**YOUR GOAL**
Gather every line of the items that contains the word "background" and copy each one.

**DATASET ROWS**
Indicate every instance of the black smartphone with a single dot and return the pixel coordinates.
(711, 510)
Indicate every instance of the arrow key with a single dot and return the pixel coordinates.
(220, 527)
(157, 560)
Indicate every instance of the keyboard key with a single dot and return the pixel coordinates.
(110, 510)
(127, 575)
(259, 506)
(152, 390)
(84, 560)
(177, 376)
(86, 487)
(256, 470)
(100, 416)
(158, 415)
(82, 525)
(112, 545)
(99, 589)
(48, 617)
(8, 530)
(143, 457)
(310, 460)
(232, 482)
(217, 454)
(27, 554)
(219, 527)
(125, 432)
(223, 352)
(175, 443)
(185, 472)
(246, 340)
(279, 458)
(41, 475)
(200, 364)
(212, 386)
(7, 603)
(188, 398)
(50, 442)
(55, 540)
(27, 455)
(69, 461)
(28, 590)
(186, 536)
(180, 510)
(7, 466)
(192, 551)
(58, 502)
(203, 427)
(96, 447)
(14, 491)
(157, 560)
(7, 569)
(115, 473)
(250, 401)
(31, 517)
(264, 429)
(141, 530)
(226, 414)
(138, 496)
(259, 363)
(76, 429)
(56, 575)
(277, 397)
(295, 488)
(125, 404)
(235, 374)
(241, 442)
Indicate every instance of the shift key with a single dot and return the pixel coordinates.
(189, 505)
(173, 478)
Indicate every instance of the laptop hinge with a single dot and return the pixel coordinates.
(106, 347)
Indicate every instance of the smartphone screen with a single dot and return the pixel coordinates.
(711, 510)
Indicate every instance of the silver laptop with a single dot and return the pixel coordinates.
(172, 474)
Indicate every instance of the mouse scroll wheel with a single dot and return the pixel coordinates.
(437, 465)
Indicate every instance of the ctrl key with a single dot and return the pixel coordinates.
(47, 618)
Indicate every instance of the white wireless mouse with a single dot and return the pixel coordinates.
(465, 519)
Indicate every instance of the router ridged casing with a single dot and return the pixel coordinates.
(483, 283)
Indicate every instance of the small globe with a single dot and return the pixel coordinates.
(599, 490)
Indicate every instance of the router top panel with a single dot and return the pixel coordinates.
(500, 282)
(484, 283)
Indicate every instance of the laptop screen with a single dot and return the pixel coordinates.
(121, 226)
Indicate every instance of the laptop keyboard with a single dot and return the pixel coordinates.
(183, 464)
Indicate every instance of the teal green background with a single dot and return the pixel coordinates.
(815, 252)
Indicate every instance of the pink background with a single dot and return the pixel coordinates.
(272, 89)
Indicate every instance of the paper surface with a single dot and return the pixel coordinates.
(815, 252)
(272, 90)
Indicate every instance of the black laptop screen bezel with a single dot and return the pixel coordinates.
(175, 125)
--
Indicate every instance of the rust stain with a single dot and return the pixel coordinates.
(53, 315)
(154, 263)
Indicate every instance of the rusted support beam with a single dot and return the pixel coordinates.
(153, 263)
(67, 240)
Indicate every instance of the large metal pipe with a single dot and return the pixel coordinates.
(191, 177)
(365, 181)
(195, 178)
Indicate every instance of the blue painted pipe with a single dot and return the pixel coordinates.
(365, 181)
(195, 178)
---
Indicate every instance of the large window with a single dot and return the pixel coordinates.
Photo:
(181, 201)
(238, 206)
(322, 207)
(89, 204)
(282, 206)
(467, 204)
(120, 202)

**WORKED SOLUTION**
Indicate every instance of the teal green background with a single dot and return the pixel coordinates.
Indicate every instance of the pink background with a single dot and return the pixel coordinates.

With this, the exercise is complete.